[Saved entries]

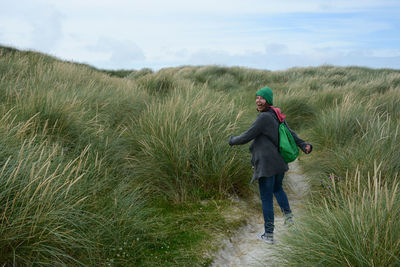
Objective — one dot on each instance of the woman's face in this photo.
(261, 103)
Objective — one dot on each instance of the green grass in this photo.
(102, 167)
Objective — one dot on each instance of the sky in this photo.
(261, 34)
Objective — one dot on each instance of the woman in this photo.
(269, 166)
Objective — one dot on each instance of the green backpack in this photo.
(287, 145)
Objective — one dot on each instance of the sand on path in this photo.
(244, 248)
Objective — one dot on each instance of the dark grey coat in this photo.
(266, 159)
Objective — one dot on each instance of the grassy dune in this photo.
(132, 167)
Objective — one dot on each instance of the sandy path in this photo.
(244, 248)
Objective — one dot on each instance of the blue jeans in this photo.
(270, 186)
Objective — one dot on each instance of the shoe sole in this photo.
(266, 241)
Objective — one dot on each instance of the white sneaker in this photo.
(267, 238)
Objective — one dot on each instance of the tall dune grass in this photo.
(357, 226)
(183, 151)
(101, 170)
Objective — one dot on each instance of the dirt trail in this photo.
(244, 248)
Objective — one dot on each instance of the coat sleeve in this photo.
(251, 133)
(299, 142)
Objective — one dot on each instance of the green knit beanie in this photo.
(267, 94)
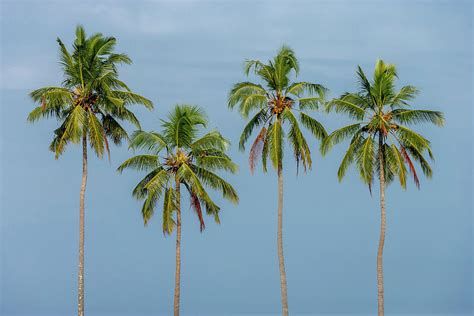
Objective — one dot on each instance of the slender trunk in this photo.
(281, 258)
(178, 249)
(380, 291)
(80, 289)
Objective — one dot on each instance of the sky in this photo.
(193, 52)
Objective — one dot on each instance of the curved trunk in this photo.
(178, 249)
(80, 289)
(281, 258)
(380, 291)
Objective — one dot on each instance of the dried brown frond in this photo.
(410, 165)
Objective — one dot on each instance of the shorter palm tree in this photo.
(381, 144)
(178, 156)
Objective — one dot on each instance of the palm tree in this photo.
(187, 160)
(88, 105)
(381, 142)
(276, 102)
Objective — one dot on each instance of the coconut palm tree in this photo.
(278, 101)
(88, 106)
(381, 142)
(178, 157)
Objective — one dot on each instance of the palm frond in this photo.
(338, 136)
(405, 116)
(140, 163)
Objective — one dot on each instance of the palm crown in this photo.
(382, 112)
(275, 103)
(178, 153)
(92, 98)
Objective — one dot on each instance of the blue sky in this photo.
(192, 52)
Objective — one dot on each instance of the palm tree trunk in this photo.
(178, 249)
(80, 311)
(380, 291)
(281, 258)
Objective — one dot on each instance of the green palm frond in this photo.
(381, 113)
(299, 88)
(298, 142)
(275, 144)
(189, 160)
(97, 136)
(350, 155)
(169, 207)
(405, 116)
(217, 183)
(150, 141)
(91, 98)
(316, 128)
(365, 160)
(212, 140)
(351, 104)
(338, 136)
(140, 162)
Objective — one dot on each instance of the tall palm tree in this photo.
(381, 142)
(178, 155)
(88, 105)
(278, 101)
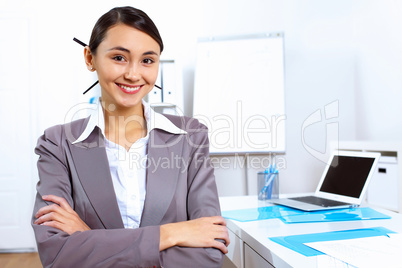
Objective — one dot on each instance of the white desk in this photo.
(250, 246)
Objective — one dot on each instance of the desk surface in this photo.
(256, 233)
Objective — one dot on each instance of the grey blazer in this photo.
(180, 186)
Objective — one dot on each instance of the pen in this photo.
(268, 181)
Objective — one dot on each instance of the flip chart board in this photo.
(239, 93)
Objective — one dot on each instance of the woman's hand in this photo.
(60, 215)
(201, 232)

ACTIVITY: Print each line, starting with the one that contains "Objective — one dot on each instance of the desk" and ending with the last line of the data, exactly as it stands and with no other lines.

FINAL ANSWER:
Objective — one dot on each instance of the desk surface in this photo.
(256, 233)
Objective — one dot on each instance of the grey blazer in this photo.
(180, 186)
Objective — one dot on each instance of the pen in this photo.
(268, 181)
Objective — one dot on each instance of the flip chart board in this photo.
(239, 93)
Objective — one dot on each instance of the woman's hand in this photo.
(60, 215)
(201, 232)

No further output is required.